GOAL OF THE EXERCISE — Repeat word for word the part of the passage on stem cells and inflammatory cytokines between "We reasoned that" and "immunosuppressive or immune-enhancing.", inclusive.

DOCUMENT SECTION —
We reasoned that the immune-enhancing effect of MSCs is likely due to insufficient levels of inflammatory cytokines. Therefore, we pretreated MSCs with an optimal amount of IFNγ and TNFα and then co-cultured them with splenocytes at graded densities. We found that under these conditions, T-cell proliferation was strikingly inhibited even at low T-cell densities (Figure 2a). Thus, the concentration of proinflammatory cytokines determines whether MSCs will become immunosuppressive or immune-enhancing.

PROVIDED INFORMATION —
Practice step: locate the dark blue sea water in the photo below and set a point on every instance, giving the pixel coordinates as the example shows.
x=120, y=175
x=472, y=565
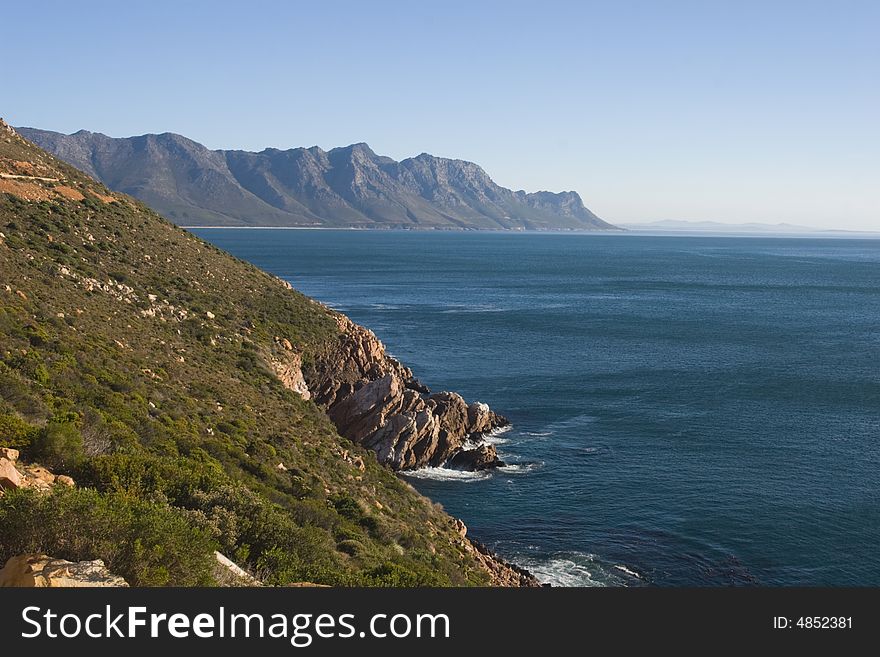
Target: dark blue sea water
x=686, y=410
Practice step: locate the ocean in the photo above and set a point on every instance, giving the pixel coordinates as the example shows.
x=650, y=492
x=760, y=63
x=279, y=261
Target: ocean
x=686, y=410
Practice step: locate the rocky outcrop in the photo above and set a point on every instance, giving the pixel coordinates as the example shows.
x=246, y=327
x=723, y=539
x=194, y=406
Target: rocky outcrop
x=501, y=572
x=42, y=571
x=287, y=366
x=15, y=475
x=375, y=401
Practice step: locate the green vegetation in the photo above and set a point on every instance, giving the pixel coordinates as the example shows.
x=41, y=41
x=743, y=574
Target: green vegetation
x=135, y=357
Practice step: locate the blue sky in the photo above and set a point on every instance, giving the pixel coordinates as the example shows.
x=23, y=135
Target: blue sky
x=728, y=111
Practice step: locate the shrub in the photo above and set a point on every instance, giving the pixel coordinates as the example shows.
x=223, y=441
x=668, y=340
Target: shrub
x=147, y=543
x=58, y=446
x=393, y=574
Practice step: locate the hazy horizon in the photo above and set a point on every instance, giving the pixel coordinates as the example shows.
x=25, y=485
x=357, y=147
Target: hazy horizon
x=733, y=112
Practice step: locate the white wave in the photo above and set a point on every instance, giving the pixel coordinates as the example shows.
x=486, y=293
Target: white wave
x=520, y=468
x=447, y=474
x=496, y=436
x=572, y=569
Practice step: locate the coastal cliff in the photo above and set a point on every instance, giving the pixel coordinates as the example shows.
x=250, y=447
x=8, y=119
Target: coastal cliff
x=376, y=401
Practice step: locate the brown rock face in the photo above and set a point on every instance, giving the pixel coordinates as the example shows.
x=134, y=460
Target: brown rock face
x=42, y=571
x=288, y=368
x=479, y=458
x=374, y=400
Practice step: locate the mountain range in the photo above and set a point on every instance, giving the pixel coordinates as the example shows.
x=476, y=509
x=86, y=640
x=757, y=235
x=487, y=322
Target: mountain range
x=166, y=407
x=348, y=187
x=673, y=225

ANSWER BOX —
We reasoned that the immune-enhancing effect of MSCs is likely due to insufficient levels of inflammatory cytokines. Therefore, we pretreated MSCs with an optimal amount of IFNγ and TNFα and then co-cultured them with splenocytes at graded densities. We found that under these conditions, T-cell proliferation was strikingly inhibited even at low T-cell densities (Figure 2a). Thus, the concentration of proinflammatory cytokines determines whether MSCs will become immunosuppressive or immune-enhancing.